気になる赤ちゃんの耳の臭い

赤ちゃんの耳ってこんなに臭うもの?


 「耳が臭うんです!」と時々このような症状でお母さんが心配してよく来院されます。主な原因として、1つ目は中耳炎、2つ目は綿棒による耳掃除によって偶発的外傷で感染を起こすこと、3つ目は生後間もなくあまり寝返りのできない時期には、一方の耳を下にして寝ていること。そうすると下になった耳は湿度が高く、湿って臭うことがあります。そもそも耳垢は、汗腺の一種「アポクリン腺」と組織的に同じ。実は脇と同じ臭いがする成分が耳にもあり、特に耳の中が蒸れると強く臭いがちです。耳が臭うタイプはとして、大人も子どもも関係なく、耳垢が柔らかいタイプの人になります。ただ耳から臭いがしてもすべてが異常というわけでもありません。


自宅で様子見のよい場合

•かゆがる様子もない
•耳だれも出ていない
•痛みもない
•綿棒に付けたら臭う
•近づくと臭う

といった場合は、しばらく様子をみてください。
 逆に耳だれ、耳をよく触りながら機嫌が悪いとき、風邪を引いたあとは中耳炎が疑われます。他にも耳から離れていても臭う場合は受診した方がよい可能性があります。


病院を受診した方がよい場合

•離れていても臭う(耳の臭いに加え…)

■ **対象物の自由記述**:
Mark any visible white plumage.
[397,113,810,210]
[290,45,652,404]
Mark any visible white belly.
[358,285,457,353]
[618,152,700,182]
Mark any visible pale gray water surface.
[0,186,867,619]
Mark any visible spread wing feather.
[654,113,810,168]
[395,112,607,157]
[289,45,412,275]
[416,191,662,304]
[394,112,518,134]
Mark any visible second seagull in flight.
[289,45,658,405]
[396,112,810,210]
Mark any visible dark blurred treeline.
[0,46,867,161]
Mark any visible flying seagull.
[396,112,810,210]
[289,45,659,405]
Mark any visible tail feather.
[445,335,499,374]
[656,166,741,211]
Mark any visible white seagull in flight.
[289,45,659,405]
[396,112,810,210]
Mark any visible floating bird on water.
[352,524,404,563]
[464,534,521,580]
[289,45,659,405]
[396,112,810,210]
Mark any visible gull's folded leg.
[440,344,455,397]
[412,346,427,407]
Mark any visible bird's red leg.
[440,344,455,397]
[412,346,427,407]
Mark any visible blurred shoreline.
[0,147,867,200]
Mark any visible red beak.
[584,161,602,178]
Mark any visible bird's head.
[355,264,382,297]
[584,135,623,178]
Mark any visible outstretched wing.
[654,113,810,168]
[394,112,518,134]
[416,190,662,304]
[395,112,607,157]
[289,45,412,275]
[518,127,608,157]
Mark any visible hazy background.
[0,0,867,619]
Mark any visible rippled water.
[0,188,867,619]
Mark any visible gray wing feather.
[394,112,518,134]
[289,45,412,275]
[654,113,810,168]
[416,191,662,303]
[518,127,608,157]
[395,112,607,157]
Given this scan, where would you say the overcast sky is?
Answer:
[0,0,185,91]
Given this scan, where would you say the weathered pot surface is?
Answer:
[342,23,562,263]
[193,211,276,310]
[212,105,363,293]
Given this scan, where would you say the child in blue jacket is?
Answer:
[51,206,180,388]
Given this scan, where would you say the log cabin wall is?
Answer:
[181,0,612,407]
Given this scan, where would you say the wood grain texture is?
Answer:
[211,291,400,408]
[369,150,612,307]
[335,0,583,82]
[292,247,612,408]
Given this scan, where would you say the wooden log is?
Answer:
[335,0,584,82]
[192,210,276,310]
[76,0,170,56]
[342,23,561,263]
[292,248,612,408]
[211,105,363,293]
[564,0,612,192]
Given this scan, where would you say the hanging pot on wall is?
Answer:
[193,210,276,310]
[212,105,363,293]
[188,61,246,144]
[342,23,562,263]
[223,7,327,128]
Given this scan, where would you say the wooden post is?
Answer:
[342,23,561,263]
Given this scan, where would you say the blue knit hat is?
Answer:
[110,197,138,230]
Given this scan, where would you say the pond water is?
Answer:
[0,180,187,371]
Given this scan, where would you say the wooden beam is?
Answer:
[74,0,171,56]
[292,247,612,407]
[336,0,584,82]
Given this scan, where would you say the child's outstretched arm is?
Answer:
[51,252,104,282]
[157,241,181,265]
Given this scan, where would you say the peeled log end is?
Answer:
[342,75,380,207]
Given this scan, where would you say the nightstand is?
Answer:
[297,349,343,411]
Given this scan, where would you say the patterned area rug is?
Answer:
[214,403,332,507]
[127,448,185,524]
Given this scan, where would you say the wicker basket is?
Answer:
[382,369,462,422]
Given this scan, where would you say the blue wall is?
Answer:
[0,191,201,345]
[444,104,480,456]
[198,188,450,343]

■ **課題**: 赤ちゃんの耳の臭いについての原文を、最後の部分に続けて書き継いでください。 これらの資料は原文とは関係がありません。

■ **解答**:
•耳を触る
•耳だれ
•機嫌が悪い
•風邪を引いたあと

治療としては、まずはきれいに耳垢を掃除して、炎症がある場合には耳に入れる塗り薬をします。中耳炎であれば基本的には抗生剤の内服治療を行い、薬で治療しながら経過観察となります。


63-耳の臭い

耳の掃除について


 耳には自浄作用があるため、溜まった耳垢を外へ送りだす働きがあります。耳かきや綿棒で奥まで無理に耳掃除をする必要はありません。最終的には耳垢になって自然と耳の外に排出されます。ですから、正しい耳掃除は月1回程度、耳の入り口を優しくぬぐうことです。
 それでも取れない、よく見えない、など気になるようでしたら、遠慮なく耳鼻科で相談してください。耳鼻科での耳掃除は保険適用です。耳掃除だけの受診もできます。